ARTICLE:
* * *
I am purchasing a 2002 Getaway (can't believe I actually found one in CR) I will be launching from a well protected ramp, that leads to a narrow inlet, with strong tides. I may need a motor but, I intend to try getting in and out without one at first. I plan to do coastal cruising on the Pacific side, with my wife and daughter, 2 to 15 miles distance to a few different protected coves. My intention is not to be more than a 1/2 mile or so offshore with the family on board. I will have a vhf radio and cell on board for additional safty.

I have been on the water my whole life, from high performance power boats to racing mono hulls. My last boat was a 36 cat, that I sold four years ago. My beach cat experience totals about 5 hours. This was on a Wave in Cancun two weeks ago. Prior to this, I had never seen a Wave or Getaway, I guess you could say it was love at first sight.
* * *
RAW DATA:
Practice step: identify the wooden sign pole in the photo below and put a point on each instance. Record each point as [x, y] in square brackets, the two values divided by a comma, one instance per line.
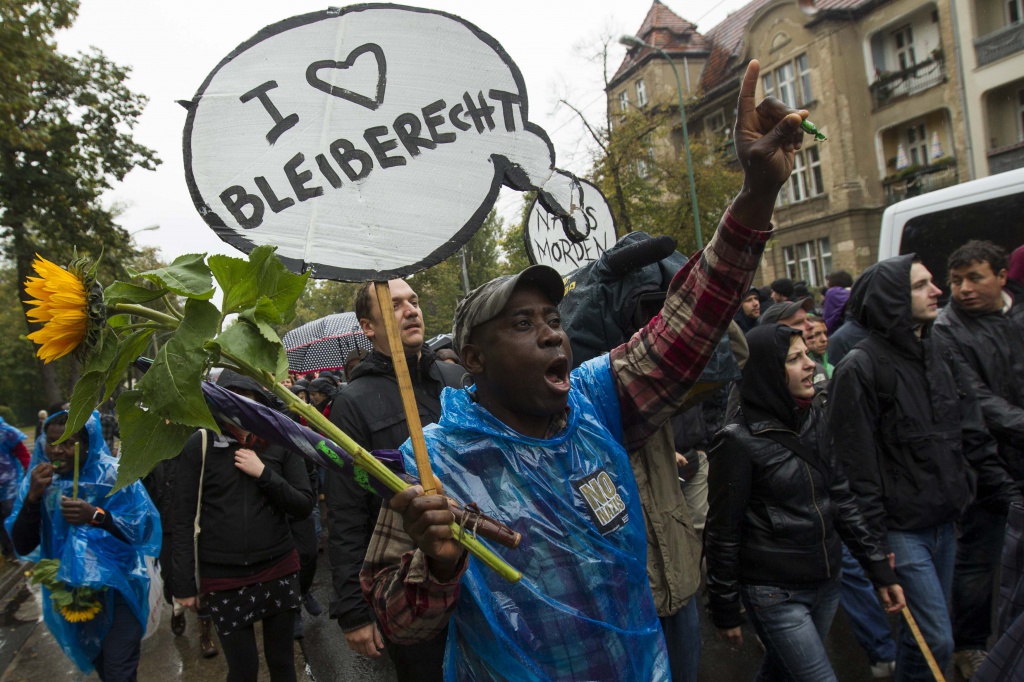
* * *
Reproduce the sailing post from the words containing "I am purchasing" through the words "at first sight.", swapping "vhf radio" for "marine radio".

I am purchasing a 2002 Getaway (can't believe I actually found one in CR) I will be launching from a well protected ramp, that leads to a narrow inlet, with strong tides. I may need a motor but, I intend to try getting in and out without one at first. I plan to do coastal cruising on the Pacific side, with my wife and daughter, 2 to 15 miles distance to a few different protected coves. My intention is not to be more than a 1/2 mile or so offshore with the family on board. I will have a marine radio and cell on board for additional safty.

I have been on the water my whole life, from high performance power boats to racing mono hulls. My last boat was a 36 cat, that I sold four years ago. My beach cat experience totals about 5 hours. This was on a Wave in Cancun two weeks ago. Prior to this, I had never seen a Wave or Getaway, I guess you could say it was love at first sight.